Entries from a point annotation set:

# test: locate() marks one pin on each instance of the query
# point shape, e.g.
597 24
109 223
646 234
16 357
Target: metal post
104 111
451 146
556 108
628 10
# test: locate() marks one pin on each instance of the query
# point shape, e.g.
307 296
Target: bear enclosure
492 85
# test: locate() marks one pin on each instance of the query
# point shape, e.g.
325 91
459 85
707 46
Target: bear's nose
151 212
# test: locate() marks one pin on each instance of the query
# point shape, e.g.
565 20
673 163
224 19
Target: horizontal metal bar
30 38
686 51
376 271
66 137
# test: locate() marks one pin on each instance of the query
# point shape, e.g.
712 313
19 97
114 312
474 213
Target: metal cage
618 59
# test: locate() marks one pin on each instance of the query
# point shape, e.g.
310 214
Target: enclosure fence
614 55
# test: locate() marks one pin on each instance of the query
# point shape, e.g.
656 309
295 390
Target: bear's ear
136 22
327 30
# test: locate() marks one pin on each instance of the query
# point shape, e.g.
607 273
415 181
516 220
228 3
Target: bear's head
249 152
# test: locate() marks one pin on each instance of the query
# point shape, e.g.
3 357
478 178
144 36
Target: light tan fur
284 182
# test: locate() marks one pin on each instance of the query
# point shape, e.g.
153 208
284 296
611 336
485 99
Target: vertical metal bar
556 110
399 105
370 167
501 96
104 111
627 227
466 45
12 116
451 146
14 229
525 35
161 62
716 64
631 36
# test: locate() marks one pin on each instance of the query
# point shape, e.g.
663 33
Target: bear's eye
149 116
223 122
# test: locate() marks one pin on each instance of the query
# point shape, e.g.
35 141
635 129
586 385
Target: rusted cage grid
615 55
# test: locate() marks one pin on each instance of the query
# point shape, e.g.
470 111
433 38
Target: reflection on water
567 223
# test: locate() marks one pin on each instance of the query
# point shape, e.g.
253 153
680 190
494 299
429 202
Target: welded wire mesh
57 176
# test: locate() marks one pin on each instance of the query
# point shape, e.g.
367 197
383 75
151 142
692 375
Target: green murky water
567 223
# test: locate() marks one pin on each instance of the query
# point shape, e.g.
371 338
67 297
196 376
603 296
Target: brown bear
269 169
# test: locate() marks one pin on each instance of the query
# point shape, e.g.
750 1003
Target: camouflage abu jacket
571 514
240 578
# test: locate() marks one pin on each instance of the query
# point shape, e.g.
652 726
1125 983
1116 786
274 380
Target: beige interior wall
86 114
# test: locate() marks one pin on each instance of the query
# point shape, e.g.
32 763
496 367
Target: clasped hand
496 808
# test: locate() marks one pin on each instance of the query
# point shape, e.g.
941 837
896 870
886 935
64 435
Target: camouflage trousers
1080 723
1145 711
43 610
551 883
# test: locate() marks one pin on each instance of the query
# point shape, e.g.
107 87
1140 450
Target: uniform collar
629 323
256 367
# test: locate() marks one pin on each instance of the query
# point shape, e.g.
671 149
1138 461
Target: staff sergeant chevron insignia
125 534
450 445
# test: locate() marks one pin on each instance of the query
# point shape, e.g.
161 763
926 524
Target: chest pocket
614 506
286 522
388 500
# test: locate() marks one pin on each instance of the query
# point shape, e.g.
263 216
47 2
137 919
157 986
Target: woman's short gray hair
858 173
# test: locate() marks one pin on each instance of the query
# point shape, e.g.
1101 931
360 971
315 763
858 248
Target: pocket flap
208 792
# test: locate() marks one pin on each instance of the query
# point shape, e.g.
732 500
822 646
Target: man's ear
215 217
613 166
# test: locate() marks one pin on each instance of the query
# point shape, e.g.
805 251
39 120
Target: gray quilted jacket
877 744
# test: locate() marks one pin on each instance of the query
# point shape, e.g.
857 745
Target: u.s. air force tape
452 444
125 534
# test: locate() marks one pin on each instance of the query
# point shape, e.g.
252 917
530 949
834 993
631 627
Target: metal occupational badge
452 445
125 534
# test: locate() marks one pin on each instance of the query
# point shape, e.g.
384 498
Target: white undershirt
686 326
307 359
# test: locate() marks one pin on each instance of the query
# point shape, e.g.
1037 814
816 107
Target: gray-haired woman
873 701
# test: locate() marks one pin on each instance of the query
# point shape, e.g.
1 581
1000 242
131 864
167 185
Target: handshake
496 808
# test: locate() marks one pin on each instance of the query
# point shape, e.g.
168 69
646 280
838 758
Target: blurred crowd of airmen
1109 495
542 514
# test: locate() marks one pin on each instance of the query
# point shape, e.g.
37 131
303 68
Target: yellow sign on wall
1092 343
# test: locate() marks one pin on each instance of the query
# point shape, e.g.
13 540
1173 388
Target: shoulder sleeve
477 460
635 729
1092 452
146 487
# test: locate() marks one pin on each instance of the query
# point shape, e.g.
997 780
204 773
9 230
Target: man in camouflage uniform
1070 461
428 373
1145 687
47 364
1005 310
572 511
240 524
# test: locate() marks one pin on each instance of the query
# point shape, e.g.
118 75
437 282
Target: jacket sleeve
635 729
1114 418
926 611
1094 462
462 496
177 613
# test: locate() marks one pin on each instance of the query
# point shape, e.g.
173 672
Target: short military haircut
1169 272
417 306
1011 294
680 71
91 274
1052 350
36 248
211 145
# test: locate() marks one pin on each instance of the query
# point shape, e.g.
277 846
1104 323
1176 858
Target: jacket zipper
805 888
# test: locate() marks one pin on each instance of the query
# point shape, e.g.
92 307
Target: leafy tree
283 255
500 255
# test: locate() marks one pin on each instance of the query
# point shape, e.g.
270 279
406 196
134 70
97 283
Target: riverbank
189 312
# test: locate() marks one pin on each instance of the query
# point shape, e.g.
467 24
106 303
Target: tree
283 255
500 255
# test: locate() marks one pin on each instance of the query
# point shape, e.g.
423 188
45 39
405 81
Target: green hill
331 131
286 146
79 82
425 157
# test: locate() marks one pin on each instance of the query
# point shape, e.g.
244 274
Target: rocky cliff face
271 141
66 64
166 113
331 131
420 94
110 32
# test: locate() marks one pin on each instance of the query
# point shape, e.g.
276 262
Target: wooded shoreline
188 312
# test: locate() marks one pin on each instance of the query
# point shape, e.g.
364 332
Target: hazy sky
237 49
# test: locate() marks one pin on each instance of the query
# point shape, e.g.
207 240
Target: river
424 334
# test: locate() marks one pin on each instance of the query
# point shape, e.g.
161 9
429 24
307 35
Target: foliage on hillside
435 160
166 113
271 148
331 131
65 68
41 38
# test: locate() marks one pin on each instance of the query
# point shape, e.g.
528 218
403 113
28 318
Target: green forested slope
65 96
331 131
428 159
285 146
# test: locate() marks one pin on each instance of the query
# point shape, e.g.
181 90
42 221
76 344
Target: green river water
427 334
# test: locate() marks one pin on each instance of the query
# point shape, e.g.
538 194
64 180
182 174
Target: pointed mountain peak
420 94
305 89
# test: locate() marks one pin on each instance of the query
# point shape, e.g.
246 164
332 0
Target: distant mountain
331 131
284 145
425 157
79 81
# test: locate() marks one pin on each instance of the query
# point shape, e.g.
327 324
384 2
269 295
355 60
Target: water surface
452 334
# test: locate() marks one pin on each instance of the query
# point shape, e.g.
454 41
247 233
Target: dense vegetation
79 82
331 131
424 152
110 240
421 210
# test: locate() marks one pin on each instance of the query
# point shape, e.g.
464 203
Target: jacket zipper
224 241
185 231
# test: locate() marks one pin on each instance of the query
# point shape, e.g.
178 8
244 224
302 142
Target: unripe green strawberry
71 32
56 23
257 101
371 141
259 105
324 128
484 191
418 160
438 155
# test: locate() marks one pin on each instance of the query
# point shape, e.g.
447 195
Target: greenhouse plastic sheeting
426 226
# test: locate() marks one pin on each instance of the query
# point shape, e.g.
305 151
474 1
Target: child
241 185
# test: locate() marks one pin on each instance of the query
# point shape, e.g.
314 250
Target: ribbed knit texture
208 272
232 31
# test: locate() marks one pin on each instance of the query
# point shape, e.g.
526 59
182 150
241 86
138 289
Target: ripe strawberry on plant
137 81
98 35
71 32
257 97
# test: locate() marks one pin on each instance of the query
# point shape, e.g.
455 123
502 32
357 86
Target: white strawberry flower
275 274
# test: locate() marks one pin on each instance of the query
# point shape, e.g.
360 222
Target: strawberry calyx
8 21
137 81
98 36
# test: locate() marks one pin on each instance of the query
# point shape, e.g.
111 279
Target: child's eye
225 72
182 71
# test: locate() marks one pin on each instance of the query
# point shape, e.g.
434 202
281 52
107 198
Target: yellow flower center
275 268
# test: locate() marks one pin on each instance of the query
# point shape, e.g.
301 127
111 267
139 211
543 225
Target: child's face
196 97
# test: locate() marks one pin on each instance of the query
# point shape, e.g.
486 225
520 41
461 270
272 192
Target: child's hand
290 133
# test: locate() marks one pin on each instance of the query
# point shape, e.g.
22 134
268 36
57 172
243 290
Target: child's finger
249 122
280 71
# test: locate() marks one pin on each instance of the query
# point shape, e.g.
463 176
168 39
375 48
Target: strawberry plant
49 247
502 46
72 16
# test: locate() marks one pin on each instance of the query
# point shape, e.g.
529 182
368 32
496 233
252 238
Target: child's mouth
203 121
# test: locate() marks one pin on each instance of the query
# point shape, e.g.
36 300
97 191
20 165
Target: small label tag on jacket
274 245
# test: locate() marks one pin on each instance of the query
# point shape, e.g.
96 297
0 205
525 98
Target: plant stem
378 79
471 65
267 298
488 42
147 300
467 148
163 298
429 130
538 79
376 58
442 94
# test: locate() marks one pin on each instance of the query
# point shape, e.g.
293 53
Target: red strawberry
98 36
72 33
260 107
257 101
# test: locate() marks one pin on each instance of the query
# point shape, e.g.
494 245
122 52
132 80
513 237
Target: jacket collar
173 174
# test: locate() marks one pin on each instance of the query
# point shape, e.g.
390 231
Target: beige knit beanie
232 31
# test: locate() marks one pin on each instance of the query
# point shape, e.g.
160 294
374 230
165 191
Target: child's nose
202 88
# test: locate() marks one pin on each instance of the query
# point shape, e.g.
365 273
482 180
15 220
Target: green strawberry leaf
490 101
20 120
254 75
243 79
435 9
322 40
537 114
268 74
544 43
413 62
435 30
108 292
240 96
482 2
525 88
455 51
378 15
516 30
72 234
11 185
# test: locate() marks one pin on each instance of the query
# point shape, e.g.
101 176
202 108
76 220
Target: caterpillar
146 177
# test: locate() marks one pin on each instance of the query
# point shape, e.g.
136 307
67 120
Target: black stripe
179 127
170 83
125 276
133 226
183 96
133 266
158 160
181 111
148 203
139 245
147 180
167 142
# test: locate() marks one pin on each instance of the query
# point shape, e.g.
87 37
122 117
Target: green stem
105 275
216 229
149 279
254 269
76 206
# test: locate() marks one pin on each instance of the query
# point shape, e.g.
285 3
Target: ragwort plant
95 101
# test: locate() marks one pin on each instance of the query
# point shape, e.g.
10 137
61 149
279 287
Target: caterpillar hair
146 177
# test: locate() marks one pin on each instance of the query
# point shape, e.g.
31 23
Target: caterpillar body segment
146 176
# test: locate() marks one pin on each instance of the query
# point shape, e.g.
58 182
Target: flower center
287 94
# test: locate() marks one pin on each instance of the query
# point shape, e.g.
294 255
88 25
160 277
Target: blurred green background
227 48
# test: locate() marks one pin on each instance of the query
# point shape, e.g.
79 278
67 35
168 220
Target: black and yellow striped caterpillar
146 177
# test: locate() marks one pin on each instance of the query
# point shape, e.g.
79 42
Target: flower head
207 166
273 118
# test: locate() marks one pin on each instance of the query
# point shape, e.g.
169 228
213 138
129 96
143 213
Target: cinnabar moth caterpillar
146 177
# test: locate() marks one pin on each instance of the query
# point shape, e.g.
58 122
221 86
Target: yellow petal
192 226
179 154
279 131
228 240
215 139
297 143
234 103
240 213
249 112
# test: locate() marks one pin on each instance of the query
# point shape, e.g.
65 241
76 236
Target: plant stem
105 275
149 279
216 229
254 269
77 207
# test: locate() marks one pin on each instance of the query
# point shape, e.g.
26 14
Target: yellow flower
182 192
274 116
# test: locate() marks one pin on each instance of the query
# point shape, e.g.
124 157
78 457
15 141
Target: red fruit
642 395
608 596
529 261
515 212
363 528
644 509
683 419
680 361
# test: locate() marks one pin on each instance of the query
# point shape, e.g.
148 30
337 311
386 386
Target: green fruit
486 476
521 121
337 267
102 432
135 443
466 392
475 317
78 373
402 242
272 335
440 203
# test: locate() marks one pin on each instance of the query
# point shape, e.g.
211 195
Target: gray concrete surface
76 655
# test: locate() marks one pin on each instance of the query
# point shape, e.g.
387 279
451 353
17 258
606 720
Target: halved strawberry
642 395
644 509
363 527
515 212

AIM OF THE TASK: Extract every line above that contains the string "pocket", treating case as significant.

TASK SOLUTION:
Target: chest pocket
Target: pocket flap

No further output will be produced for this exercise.